INPUT FOR THIS TASK start
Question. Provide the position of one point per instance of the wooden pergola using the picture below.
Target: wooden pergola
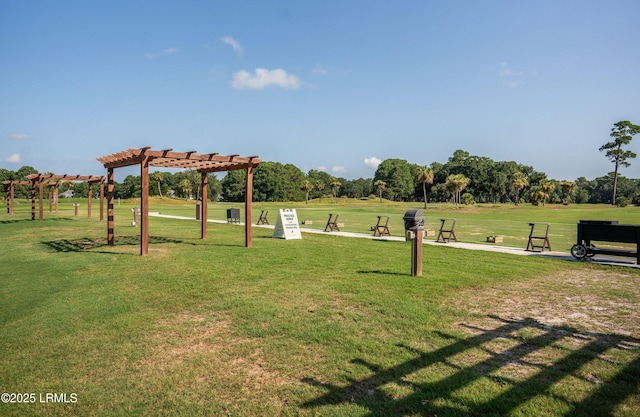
(39, 181)
(202, 163)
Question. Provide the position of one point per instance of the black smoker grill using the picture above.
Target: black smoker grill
(605, 231)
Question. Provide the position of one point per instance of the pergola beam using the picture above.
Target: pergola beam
(167, 158)
(51, 180)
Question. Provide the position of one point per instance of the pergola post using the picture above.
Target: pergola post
(50, 188)
(33, 200)
(110, 222)
(144, 206)
(57, 197)
(247, 207)
(203, 207)
(89, 198)
(8, 188)
(101, 200)
(41, 199)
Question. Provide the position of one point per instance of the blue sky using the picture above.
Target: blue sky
(331, 85)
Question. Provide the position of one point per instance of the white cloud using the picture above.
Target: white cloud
(264, 78)
(15, 158)
(319, 70)
(234, 44)
(372, 162)
(168, 51)
(509, 76)
(19, 136)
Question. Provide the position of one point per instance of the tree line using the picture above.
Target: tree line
(463, 179)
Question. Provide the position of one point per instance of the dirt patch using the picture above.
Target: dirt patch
(207, 346)
(596, 300)
(586, 316)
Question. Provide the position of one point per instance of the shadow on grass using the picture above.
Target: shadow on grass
(88, 244)
(381, 272)
(29, 220)
(442, 397)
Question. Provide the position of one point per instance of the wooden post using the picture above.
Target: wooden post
(144, 206)
(50, 187)
(41, 194)
(247, 207)
(110, 222)
(10, 198)
(33, 200)
(101, 200)
(89, 200)
(416, 255)
(203, 208)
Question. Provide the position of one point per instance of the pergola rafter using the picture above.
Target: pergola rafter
(53, 180)
(167, 158)
(39, 181)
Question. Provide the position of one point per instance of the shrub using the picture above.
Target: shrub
(467, 198)
(622, 201)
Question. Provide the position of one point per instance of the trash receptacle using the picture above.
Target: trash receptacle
(233, 215)
(414, 228)
(413, 220)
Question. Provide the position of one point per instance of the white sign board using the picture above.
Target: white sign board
(287, 225)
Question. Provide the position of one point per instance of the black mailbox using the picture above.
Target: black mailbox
(413, 219)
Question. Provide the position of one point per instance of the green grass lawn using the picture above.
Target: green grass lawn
(320, 326)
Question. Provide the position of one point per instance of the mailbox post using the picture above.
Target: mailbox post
(414, 229)
(135, 216)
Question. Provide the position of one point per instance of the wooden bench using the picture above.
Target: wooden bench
(332, 223)
(538, 240)
(447, 232)
(263, 217)
(381, 229)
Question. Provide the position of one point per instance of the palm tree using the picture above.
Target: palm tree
(567, 188)
(335, 186)
(320, 186)
(380, 185)
(157, 177)
(547, 187)
(518, 183)
(185, 187)
(307, 187)
(455, 184)
(424, 176)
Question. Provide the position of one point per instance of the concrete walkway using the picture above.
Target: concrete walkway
(603, 260)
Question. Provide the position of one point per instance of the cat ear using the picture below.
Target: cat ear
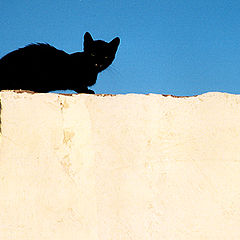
(87, 40)
(114, 43)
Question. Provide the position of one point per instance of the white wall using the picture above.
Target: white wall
(124, 167)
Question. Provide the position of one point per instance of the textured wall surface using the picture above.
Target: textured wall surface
(124, 167)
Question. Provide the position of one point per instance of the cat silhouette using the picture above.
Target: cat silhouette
(42, 68)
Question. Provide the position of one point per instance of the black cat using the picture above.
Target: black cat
(43, 68)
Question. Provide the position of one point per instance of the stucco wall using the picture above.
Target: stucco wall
(124, 167)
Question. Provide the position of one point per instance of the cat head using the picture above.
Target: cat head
(100, 52)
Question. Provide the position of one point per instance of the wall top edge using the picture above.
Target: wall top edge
(114, 95)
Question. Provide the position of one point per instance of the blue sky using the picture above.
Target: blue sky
(167, 47)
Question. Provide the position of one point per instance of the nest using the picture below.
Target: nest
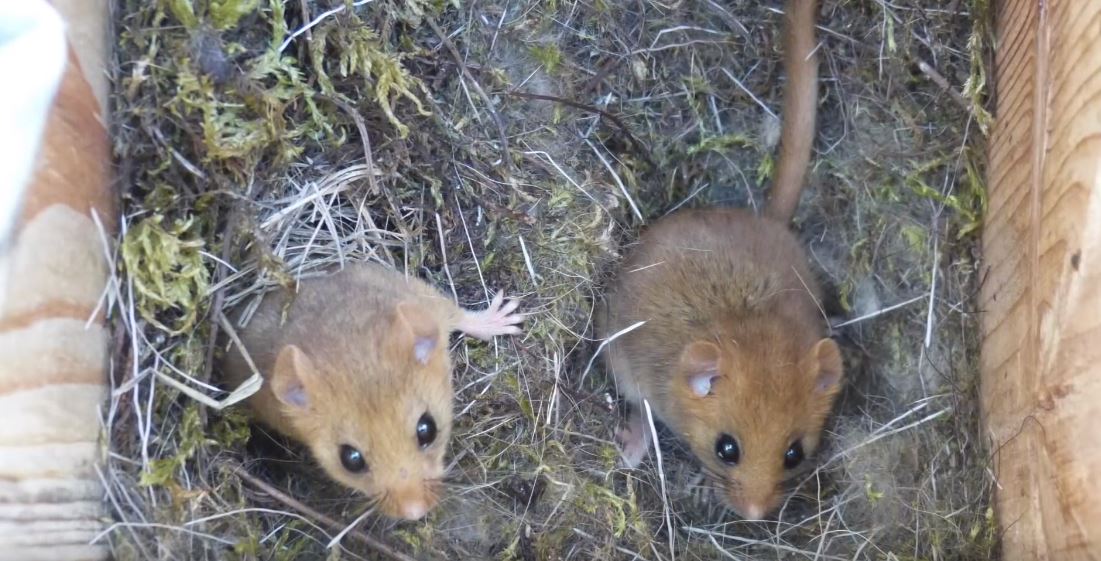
(520, 145)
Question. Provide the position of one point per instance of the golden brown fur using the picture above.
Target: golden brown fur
(733, 345)
(364, 386)
(800, 105)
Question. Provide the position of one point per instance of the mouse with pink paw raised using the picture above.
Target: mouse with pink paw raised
(359, 372)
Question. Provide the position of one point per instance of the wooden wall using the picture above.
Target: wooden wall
(1042, 286)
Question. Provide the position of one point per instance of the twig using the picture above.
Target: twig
(369, 160)
(335, 526)
(937, 78)
(661, 475)
(315, 21)
(466, 73)
(611, 117)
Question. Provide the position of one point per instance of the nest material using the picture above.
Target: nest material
(520, 145)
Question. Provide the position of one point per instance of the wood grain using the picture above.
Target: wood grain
(1042, 296)
(53, 342)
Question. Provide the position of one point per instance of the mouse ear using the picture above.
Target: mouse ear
(825, 364)
(290, 375)
(699, 362)
(415, 332)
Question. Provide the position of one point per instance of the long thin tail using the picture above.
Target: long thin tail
(800, 105)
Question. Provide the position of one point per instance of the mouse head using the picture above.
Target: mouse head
(377, 416)
(754, 413)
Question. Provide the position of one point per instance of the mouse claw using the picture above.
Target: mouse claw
(633, 447)
(498, 319)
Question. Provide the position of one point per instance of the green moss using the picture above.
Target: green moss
(165, 263)
(548, 55)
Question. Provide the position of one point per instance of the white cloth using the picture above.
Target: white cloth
(32, 59)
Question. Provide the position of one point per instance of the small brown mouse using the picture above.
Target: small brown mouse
(359, 372)
(733, 354)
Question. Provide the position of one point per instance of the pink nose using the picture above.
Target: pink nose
(752, 512)
(414, 509)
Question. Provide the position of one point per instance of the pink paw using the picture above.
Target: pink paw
(633, 447)
(498, 319)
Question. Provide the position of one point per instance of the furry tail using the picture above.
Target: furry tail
(800, 106)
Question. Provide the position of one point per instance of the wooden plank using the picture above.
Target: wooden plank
(1042, 327)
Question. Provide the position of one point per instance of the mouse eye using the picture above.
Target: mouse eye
(727, 449)
(794, 455)
(352, 459)
(425, 430)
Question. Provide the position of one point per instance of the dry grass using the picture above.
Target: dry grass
(427, 135)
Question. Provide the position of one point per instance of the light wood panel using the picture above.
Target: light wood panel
(53, 342)
(1042, 287)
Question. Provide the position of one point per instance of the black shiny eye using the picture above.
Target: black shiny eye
(352, 459)
(794, 455)
(727, 449)
(425, 430)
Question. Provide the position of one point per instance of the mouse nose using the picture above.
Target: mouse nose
(414, 509)
(752, 510)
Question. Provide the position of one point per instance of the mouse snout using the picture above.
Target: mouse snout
(754, 506)
(410, 498)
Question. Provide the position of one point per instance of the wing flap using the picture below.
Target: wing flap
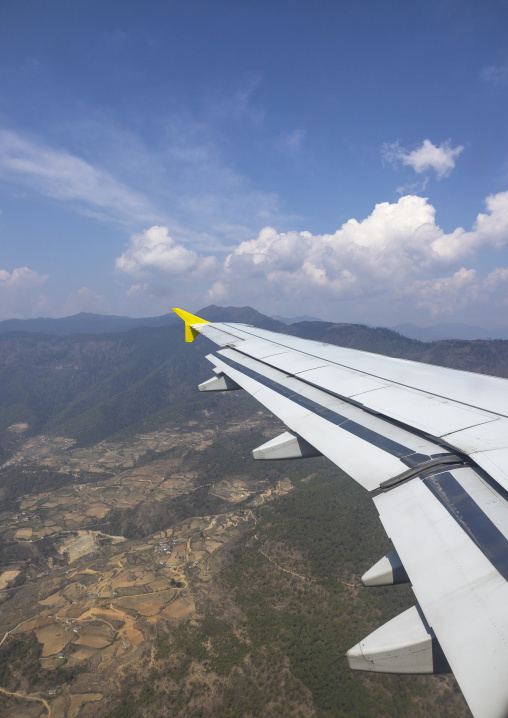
(351, 438)
(462, 593)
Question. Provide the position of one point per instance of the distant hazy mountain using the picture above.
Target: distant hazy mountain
(450, 331)
(84, 323)
(295, 320)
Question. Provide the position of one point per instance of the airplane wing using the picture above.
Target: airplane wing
(431, 444)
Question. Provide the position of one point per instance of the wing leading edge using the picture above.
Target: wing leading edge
(432, 443)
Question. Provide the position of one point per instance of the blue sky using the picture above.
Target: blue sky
(346, 160)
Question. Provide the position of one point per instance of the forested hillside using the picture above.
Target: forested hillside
(90, 387)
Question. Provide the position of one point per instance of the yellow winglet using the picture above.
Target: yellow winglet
(190, 333)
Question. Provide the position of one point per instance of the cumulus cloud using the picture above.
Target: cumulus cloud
(397, 254)
(427, 157)
(290, 143)
(154, 254)
(63, 176)
(20, 294)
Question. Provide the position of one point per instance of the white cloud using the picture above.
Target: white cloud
(63, 176)
(290, 143)
(20, 294)
(427, 157)
(398, 256)
(157, 256)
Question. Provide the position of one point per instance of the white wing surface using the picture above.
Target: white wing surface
(432, 443)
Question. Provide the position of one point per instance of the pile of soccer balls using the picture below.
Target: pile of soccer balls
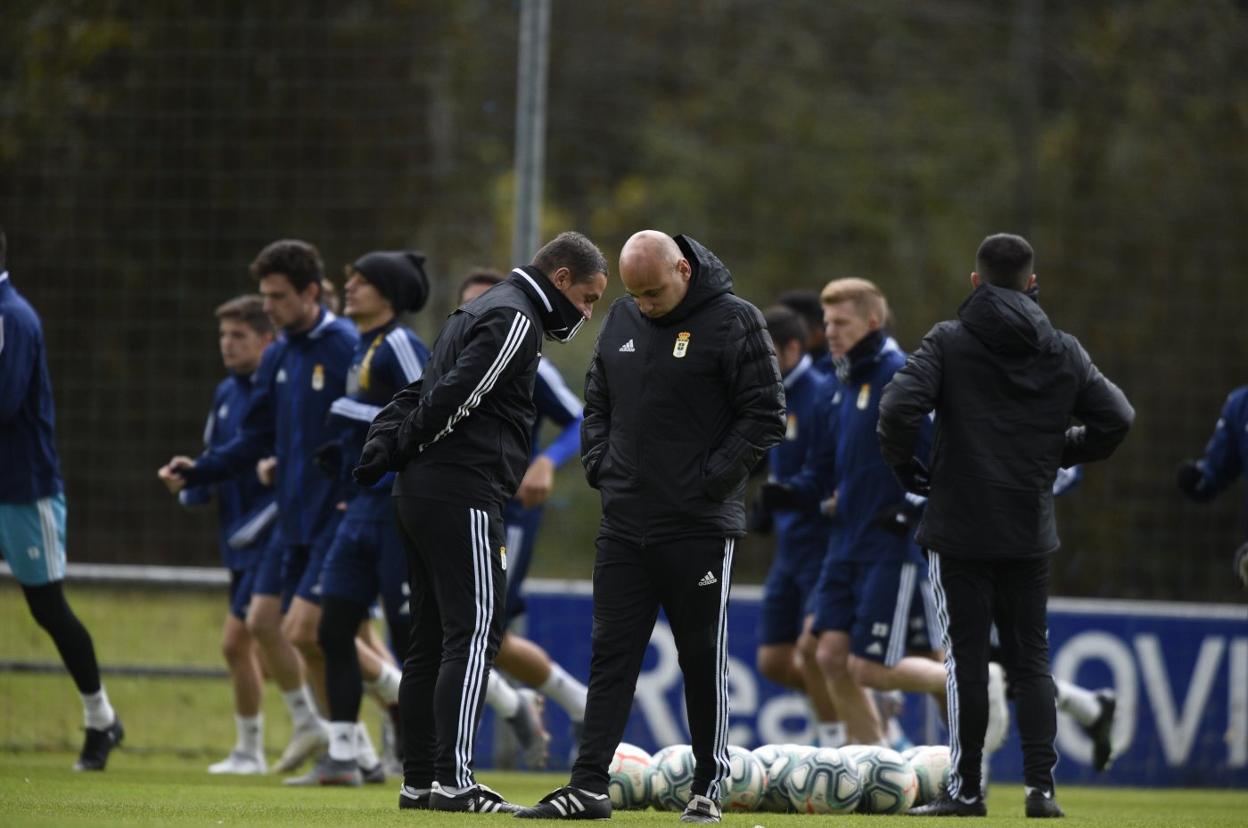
(786, 778)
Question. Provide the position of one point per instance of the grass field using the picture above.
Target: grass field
(40, 789)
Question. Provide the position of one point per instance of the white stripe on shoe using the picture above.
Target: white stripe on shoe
(521, 326)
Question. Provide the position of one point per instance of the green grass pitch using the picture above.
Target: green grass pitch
(40, 789)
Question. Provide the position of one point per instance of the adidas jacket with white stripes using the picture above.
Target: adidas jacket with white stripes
(679, 410)
(463, 432)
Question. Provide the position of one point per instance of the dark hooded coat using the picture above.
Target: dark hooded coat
(679, 410)
(1005, 386)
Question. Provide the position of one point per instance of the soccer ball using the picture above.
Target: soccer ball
(672, 774)
(931, 767)
(779, 759)
(823, 783)
(744, 788)
(629, 778)
(889, 784)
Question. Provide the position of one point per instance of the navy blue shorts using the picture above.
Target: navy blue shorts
(241, 586)
(266, 577)
(301, 565)
(788, 595)
(886, 607)
(521, 532)
(366, 560)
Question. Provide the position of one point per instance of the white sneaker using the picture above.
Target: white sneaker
(999, 709)
(306, 742)
(241, 763)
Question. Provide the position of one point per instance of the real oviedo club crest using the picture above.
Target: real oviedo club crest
(682, 346)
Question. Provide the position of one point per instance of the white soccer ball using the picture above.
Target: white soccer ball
(889, 784)
(629, 786)
(824, 782)
(670, 776)
(744, 788)
(931, 766)
(779, 759)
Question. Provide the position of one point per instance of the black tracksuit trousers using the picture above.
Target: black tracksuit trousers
(458, 585)
(690, 580)
(972, 593)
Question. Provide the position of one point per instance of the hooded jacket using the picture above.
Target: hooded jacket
(463, 432)
(679, 410)
(1005, 385)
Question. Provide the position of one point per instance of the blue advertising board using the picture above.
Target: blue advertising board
(1179, 672)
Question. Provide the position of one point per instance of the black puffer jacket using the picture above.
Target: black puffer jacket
(1004, 384)
(679, 409)
(462, 432)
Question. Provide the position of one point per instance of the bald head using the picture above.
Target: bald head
(654, 271)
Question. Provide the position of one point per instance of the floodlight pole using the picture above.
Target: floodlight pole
(531, 96)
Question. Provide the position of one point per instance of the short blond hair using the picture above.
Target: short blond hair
(867, 299)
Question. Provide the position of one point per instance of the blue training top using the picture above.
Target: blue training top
(298, 377)
(387, 360)
(246, 508)
(29, 467)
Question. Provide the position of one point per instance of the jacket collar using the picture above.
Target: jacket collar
(560, 319)
(799, 371)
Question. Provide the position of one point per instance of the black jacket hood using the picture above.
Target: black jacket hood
(709, 279)
(1006, 321)
(560, 319)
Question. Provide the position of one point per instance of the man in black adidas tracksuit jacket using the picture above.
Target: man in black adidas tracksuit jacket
(459, 438)
(1005, 385)
(682, 400)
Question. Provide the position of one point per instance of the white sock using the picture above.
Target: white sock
(298, 702)
(251, 733)
(386, 685)
(831, 734)
(342, 741)
(1081, 703)
(565, 691)
(502, 696)
(96, 711)
(365, 751)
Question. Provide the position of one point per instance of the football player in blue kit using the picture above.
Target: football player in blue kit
(366, 557)
(786, 646)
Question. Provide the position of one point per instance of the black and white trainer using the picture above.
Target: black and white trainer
(97, 746)
(477, 799)
(702, 809)
(569, 803)
(413, 798)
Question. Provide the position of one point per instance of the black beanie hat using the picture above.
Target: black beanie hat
(398, 275)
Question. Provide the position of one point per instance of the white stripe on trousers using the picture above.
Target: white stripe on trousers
(955, 744)
(476, 668)
(901, 615)
(51, 543)
(723, 766)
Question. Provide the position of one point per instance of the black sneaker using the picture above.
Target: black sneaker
(99, 744)
(1042, 806)
(1101, 731)
(569, 803)
(703, 809)
(949, 807)
(413, 798)
(477, 799)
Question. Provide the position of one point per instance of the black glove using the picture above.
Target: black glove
(373, 463)
(760, 520)
(774, 496)
(1191, 481)
(914, 477)
(328, 457)
(897, 518)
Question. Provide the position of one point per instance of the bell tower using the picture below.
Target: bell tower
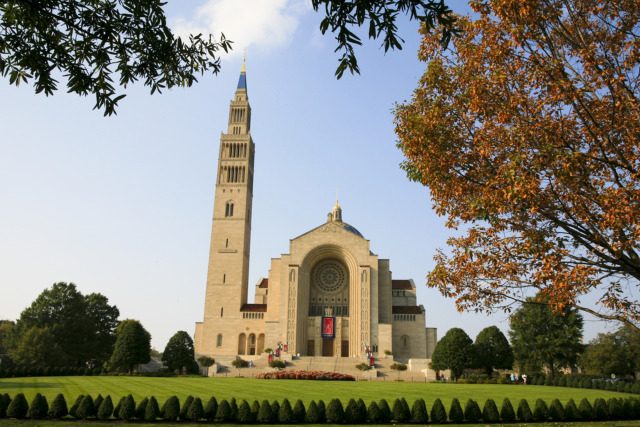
(228, 273)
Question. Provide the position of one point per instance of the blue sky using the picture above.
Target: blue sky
(122, 205)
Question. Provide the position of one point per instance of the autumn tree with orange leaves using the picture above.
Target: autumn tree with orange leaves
(527, 132)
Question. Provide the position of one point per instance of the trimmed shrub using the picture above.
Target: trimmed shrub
(171, 409)
(438, 413)
(74, 407)
(265, 414)
(490, 412)
(196, 411)
(141, 408)
(85, 409)
(299, 411)
(224, 411)
(335, 412)
(556, 411)
(419, 413)
(285, 413)
(506, 411)
(540, 410)
(524, 411)
(211, 409)
(185, 407)
(151, 411)
(58, 408)
(313, 416)
(38, 408)
(385, 411)
(585, 410)
(455, 412)
(18, 407)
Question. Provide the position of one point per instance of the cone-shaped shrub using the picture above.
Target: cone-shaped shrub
(285, 413)
(556, 410)
(18, 407)
(313, 416)
(185, 407)
(171, 409)
(490, 412)
(85, 409)
(438, 413)
(540, 410)
(600, 409)
(524, 411)
(455, 412)
(38, 408)
(472, 411)
(586, 410)
(128, 409)
(506, 411)
(151, 411)
(74, 407)
(141, 408)
(58, 408)
(224, 411)
(211, 409)
(385, 411)
(265, 414)
(419, 413)
(373, 413)
(335, 412)
(571, 412)
(299, 411)
(196, 411)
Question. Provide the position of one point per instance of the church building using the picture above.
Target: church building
(329, 296)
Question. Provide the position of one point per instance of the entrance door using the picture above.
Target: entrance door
(345, 349)
(327, 347)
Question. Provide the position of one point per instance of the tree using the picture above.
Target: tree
(526, 131)
(178, 353)
(454, 351)
(492, 350)
(542, 338)
(133, 345)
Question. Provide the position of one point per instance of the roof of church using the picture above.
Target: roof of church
(401, 284)
(406, 309)
(254, 307)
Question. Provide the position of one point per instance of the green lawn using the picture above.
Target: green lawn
(254, 389)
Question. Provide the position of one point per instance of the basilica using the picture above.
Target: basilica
(329, 296)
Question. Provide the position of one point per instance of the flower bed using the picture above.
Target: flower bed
(305, 375)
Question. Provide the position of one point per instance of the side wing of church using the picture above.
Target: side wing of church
(329, 296)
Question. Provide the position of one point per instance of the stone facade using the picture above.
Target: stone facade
(330, 281)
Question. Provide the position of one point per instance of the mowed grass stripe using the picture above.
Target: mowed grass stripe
(253, 389)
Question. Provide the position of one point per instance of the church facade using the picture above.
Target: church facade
(329, 296)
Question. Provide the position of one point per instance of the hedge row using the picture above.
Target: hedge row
(193, 409)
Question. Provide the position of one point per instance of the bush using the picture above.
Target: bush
(438, 413)
(211, 409)
(455, 412)
(419, 413)
(85, 409)
(39, 407)
(151, 411)
(18, 407)
(540, 410)
(506, 411)
(58, 408)
(265, 414)
(524, 411)
(335, 412)
(490, 412)
(196, 411)
(171, 409)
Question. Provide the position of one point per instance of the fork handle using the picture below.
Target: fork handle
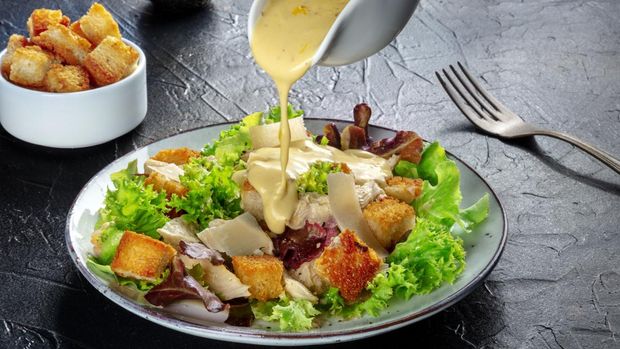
(601, 155)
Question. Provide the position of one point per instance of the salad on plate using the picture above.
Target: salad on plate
(191, 231)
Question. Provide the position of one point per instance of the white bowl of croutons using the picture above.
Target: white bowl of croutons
(72, 87)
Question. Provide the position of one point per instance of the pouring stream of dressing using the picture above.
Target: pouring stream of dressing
(286, 37)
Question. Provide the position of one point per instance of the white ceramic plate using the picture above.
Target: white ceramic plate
(484, 247)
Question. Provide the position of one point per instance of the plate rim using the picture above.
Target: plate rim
(267, 337)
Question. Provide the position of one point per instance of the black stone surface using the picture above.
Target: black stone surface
(555, 63)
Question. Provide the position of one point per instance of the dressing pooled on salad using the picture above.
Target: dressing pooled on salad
(285, 38)
(271, 222)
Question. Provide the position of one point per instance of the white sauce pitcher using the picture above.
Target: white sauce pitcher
(363, 28)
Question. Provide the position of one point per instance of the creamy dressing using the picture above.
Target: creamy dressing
(285, 38)
(364, 166)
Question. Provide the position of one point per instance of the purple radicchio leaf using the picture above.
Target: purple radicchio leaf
(180, 286)
(361, 116)
(353, 137)
(199, 250)
(407, 144)
(330, 131)
(295, 247)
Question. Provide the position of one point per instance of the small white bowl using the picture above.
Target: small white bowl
(75, 119)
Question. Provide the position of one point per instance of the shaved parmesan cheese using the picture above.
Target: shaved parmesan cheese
(223, 282)
(346, 209)
(176, 230)
(268, 135)
(367, 192)
(297, 290)
(241, 236)
(171, 172)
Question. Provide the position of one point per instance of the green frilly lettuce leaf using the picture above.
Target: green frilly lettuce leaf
(132, 205)
(291, 314)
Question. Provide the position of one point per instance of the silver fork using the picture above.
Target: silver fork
(491, 116)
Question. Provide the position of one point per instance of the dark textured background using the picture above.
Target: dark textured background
(556, 63)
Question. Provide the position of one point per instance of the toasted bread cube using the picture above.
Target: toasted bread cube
(66, 78)
(15, 42)
(141, 257)
(77, 28)
(111, 61)
(179, 156)
(161, 183)
(348, 264)
(97, 24)
(29, 66)
(404, 189)
(65, 43)
(42, 18)
(389, 219)
(262, 273)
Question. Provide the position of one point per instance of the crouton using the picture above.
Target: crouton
(161, 183)
(348, 264)
(141, 257)
(42, 18)
(65, 43)
(15, 42)
(29, 66)
(111, 61)
(404, 189)
(66, 78)
(179, 156)
(262, 273)
(97, 24)
(389, 219)
(76, 28)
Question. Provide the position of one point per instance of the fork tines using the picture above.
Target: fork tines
(472, 100)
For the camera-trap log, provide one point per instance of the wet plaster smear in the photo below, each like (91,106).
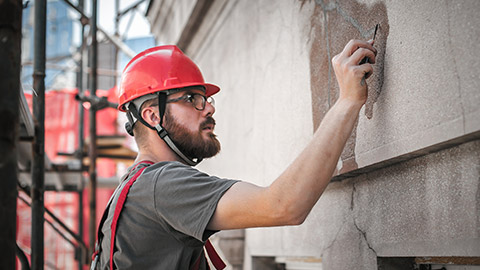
INPUT FOR THIS TASK end
Which lines in the records above contain the word "mountain"? Copy out each of them in full.

:: THE RESULT ::
Question. Provide the position of one point per instance of the distant hazy mountain using the picture above.
Target: distant hazy mountain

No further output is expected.